Lire la première partie du dialogue avec l'Ami Bernard dans : Le grand écart

 

   


Dialogue avec mon ami Bernard

 

 

2) L'arroseur arrosé

Bernard m'a convoqué. Bernard, vous vous souvenez, est mon ami physicien avec qui j'avais eu une conversation interrompue sur la place du Marché. Il m'avait interpellé à propos d'émissions théologiques sur ARTE qui l'avaient scandalisé.

Suite à cet entretien où je l'avais trouvé un peu borné - ce qui me décevait chez un homme de science – j'ai confié quelques impressions à Internet. Mais voilà, Bernard a lu mon article et n'a pas été enchanté. Il a voulu m'en parler et me donne rendez-vous au café de la Paix.

J'ai deviné qu'il m'en voulait et, effectivement, j'ai dû subir un réquisitoire musclé. Inversions des rôles, à mon tour d'être attaqué !
- " Le grand écart ", c'est le titre que tu as donné à ton libelle. Tu me reproches donc de vouloir soutenir des positions inconciliables. Pendant que tu y es, pourquoi ne m'as-tu pas traité de schizophrène ?
- Désolé de t'avoir fait de la peine, Bernard. Mais remarque que j'accueillais ton questionnement. Il nous faut poursuivre le dialogue. Parle le premier.

- Grand écart, contradiction entre la croyance religieuse que je professe et la méthode scientifique que je pratique. Et toi, mon vieux, n'es-tu pas aussi en pleine contradiction ? Tu te prétends disciple du Christ et tu acceptes des propos quasi diffamants à son sujet !
- Diffamants, Que veux-tu dire ?

- Tu as entendu les exégètes invités par ARTE. Jésus, d'après leur lecture des textes, a entraîné des hommes dans un projet politique sans lendemain, le Royaume de Dieu envisagé comme la restauration du temps des rois d'Israël. Or il ne s'est rien produit de tel, comme on sait. Heureusement que ses disciples ont rebondi après sa mort misérable en inventant et en proclamant sa Résurrection. N'est-ce pas cette image du Christ que tes théologiens ont voulu accréditer ? Et tu ne te révoltes pas devant ce discours ? En fait de "grand écart", c'est ton inconséquence qui me sidère !
- Minute, Bernard, ne mélangeons pas tout.

Mais il ne m'écoute pas et continue.

- Le Jésus qu'ils nous présentent est un irresponsable. Il a fait des promesses que personne ne peut tenir, en tout cas pas lui. La fin du monde dans sa génération et l'installation des douze apôtres comme maîtres d'Israël ! J'ai retenu la phrase qui clôt une salve d'invectives : "Aucune des prédictions faites par Jésus ne s'est réalisée". Qu'en penses-tu ? Toi qui t'affirmes comme son disciple, tu approuves ces propos ?
- Bernard, maintenant laisse-moi le temps de te répondre. Tu n'as retenu qu'une partie de l'information, et par endroits tu la déformes. Dans les discours de Jésus, il y a très peu de prédictions. Elles ne recouvrent pas et n'invalident pas non plus le reste de son enseignement, qui a traversé des siècles.

▶ **EXTRAIT DES DONNÉES**
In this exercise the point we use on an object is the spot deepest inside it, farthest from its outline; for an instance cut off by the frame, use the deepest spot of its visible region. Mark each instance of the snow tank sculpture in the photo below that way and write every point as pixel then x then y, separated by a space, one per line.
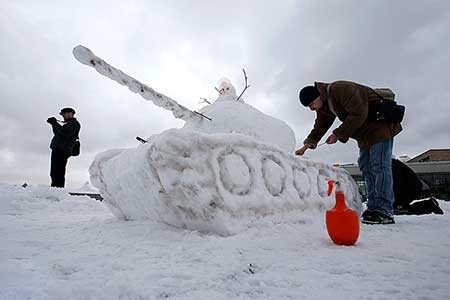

▶ **CE QUI EST DEMANDÉ**
Dans le dialogue avec Bernard, indiquez s'il vous plaît le café où Bernard donne rendez-vous.

▶ **RÉSULTAT**
Au café de la Paix.